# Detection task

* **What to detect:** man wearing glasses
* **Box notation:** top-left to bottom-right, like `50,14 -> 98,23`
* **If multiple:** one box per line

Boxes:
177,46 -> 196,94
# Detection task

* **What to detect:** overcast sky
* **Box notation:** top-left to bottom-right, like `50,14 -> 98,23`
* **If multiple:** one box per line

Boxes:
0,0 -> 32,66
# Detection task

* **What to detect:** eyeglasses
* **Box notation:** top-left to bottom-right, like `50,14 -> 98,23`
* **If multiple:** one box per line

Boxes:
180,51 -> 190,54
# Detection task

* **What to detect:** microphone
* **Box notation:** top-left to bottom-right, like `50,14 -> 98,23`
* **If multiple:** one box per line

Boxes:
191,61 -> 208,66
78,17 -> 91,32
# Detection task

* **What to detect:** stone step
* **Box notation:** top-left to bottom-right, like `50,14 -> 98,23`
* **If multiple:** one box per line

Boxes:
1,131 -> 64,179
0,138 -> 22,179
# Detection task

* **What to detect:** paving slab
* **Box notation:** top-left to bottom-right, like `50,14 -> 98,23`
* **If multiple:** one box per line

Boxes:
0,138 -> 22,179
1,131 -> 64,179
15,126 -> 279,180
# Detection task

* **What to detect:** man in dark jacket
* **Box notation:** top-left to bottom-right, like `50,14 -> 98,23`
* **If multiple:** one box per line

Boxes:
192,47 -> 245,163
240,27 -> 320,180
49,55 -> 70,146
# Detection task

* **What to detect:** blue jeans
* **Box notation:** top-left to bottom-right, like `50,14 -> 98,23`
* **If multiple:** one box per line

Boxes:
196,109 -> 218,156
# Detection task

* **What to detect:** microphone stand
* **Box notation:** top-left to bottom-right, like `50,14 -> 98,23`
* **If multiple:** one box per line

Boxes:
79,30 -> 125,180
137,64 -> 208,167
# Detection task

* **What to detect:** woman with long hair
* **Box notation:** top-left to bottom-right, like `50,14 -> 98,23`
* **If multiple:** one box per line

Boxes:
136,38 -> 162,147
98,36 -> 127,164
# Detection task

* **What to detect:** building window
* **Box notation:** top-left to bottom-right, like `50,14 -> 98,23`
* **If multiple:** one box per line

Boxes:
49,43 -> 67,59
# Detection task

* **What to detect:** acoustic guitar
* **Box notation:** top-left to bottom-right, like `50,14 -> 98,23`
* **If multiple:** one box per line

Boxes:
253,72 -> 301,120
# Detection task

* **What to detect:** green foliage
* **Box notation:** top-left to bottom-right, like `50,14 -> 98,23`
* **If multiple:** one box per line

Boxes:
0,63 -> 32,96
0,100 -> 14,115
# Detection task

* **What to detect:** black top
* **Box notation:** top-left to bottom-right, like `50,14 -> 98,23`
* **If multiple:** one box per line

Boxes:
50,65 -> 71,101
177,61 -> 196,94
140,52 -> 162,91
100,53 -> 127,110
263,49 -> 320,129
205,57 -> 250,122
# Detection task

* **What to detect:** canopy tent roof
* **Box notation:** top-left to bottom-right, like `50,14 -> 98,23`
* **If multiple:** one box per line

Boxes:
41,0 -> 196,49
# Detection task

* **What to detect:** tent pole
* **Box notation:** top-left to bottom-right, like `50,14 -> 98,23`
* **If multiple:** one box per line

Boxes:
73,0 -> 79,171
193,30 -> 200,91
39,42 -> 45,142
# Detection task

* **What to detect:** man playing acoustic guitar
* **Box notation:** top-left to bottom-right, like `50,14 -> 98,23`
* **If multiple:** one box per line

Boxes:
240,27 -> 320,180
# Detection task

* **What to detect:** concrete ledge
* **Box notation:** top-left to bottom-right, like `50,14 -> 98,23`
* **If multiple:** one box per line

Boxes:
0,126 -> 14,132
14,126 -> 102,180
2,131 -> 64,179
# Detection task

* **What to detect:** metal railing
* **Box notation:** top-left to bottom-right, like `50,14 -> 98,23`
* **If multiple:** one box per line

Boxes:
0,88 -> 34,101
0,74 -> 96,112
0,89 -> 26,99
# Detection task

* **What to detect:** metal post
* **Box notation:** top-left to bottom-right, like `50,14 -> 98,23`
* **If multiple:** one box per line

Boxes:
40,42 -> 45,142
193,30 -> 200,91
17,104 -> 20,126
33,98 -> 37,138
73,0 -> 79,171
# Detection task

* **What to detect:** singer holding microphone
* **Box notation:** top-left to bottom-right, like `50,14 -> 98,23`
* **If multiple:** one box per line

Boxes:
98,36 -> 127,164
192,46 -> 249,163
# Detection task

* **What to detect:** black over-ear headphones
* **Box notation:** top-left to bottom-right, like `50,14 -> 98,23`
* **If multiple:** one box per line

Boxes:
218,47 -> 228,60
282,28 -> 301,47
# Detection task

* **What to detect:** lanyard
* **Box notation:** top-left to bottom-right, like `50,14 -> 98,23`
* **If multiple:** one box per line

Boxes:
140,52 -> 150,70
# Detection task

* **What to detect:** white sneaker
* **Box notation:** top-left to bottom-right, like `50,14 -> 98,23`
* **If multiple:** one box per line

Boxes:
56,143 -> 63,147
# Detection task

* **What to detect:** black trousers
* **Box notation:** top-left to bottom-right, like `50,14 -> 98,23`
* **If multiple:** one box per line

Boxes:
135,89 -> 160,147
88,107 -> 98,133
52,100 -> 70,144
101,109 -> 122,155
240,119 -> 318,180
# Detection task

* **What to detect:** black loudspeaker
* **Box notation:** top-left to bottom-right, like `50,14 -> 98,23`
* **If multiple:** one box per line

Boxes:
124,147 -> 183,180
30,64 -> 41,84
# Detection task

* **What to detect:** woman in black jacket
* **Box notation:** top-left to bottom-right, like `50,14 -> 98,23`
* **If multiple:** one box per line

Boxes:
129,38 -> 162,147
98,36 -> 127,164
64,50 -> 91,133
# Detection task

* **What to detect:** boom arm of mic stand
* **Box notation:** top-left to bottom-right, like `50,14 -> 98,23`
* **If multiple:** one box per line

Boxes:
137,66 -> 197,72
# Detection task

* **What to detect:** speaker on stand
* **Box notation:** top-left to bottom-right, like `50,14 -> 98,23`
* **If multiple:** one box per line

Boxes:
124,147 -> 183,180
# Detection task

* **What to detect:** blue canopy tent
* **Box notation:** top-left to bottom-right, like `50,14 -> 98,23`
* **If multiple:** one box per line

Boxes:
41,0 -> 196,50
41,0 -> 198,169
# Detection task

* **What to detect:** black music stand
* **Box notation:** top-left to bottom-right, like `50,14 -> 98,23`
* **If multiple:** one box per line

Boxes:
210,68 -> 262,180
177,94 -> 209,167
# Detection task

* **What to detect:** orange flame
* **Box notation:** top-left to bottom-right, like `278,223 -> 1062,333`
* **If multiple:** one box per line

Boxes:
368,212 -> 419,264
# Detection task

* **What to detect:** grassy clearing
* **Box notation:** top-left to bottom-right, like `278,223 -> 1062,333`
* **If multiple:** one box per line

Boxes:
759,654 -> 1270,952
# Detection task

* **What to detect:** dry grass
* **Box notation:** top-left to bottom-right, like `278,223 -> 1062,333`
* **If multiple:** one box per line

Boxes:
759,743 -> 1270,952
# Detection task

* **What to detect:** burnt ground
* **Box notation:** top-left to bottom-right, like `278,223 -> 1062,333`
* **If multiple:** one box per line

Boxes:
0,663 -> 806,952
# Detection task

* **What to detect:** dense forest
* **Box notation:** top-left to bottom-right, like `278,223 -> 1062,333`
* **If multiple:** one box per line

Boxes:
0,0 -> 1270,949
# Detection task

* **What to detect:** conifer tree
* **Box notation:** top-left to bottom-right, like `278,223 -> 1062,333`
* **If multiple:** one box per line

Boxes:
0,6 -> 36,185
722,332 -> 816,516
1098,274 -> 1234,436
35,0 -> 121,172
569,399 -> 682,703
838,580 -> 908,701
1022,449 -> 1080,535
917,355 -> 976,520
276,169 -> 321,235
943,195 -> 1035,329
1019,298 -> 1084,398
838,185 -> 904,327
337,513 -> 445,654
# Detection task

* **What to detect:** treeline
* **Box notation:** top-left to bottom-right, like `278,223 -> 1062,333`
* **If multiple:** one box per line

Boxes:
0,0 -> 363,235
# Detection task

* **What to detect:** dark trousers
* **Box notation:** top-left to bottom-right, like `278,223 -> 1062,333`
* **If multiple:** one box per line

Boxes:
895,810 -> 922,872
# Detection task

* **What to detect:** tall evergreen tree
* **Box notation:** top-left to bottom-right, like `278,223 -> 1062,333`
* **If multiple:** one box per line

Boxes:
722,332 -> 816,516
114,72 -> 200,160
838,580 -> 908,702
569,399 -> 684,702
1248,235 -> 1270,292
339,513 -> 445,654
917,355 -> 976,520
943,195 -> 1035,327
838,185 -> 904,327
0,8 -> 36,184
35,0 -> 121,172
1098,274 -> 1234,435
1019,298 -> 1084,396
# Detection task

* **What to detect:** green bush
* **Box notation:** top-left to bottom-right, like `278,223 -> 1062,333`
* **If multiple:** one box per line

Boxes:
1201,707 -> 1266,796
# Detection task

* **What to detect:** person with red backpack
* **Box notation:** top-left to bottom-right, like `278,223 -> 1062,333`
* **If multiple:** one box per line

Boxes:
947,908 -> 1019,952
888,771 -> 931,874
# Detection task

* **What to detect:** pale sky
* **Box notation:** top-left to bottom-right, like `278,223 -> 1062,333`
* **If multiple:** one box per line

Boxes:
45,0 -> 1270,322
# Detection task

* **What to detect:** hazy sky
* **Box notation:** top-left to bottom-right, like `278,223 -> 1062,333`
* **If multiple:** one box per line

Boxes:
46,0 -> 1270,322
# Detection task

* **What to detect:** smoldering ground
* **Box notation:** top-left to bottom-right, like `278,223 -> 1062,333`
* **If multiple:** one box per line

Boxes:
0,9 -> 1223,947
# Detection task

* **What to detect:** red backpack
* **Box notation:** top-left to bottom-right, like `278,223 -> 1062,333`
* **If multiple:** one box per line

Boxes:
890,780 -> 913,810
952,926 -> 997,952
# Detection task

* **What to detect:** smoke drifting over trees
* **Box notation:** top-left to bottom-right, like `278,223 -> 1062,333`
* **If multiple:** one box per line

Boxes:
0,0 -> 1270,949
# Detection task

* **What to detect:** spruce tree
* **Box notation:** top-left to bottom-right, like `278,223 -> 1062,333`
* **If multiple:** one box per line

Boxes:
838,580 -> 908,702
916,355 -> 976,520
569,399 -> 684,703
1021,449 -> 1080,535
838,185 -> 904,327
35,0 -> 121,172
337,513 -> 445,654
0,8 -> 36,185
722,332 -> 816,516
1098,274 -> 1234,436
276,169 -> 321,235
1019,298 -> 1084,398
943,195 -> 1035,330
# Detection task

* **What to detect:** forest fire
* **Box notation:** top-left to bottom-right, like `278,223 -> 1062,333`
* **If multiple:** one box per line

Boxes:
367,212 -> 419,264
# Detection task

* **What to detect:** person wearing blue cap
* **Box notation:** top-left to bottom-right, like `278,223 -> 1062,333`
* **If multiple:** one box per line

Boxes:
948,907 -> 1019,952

※ ※ ※

:: SET EXERCISE ::
Rewrite the stretch of items from the very beginning through the line that contains "180,51 -> 190,54", changing every "Box notation" to "Box format" and leaving everything else unchanged.

:: ANSWER FOR THIS EXERCISE ::
# Detection task

* **What to detect:** man wearing glasses
* **Box format:** top-left to bottom-right, like `50,14 -> 98,23`
* **If multiple:** one box per line

Boxes:
177,46 -> 196,94
# Detection task

* **What to detect:** overcast sky
* **Box format:** top-left to bottom-right, like `50,14 -> 98,23`
* **If multiple:** one box per line

Boxes:
0,0 -> 32,66
# Detection task

* **What to detect:** eyeglasses
* **Box format:** top-left to bottom-right, like `50,14 -> 98,23`
* **If multiple:** one box per line

Boxes:
180,51 -> 190,54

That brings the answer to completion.